▶ **SUPPLIED DATA**
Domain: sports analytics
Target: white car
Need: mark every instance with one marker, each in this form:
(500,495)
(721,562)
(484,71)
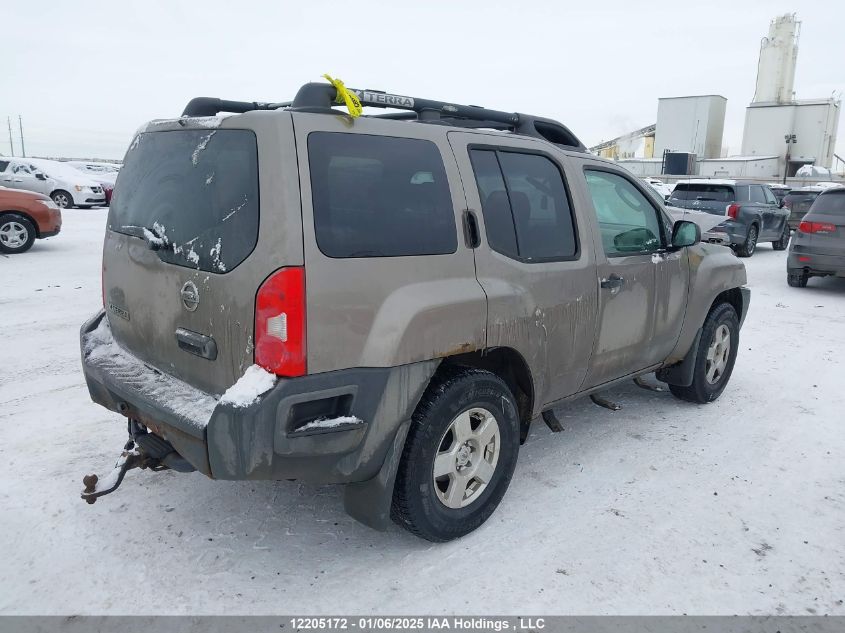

▶ **REQUIRED TASK**
Retype the lines above without any change, and leave the picture out of your copy.

▶ **FINAL RESULT**
Domain: sports analytics
Target: white car
Need: mark every instance with one marker, each in this form:
(500,495)
(721,562)
(484,71)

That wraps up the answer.